_TASK DESCRIPTION_
Find every line in the records below that contains the string "petal" and copy each of those lines out in full. Case counts.

((

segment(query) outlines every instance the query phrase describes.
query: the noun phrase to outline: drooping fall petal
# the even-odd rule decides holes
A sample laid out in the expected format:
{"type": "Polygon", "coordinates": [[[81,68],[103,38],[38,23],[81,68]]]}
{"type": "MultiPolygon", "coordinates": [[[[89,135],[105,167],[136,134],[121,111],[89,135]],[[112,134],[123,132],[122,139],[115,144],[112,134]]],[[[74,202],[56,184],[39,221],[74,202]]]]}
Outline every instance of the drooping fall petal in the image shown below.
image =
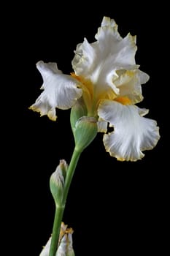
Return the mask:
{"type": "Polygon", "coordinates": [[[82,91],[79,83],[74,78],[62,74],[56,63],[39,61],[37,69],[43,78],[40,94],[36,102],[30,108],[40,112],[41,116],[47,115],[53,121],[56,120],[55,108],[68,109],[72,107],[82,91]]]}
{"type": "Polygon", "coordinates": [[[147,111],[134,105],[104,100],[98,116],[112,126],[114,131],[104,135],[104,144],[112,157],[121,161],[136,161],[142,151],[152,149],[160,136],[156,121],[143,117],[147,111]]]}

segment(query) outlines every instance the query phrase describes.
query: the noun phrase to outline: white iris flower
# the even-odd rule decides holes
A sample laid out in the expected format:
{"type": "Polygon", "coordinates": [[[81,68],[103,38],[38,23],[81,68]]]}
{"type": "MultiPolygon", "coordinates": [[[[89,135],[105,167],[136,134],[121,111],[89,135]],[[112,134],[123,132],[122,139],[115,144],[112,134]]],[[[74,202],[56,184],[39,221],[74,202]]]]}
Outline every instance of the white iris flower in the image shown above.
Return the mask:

))

_EXERCISE OUTPUT_
query: the noun phrase to outline: drooping fall petal
Outline every instance of the drooping fall petal in the image shown below.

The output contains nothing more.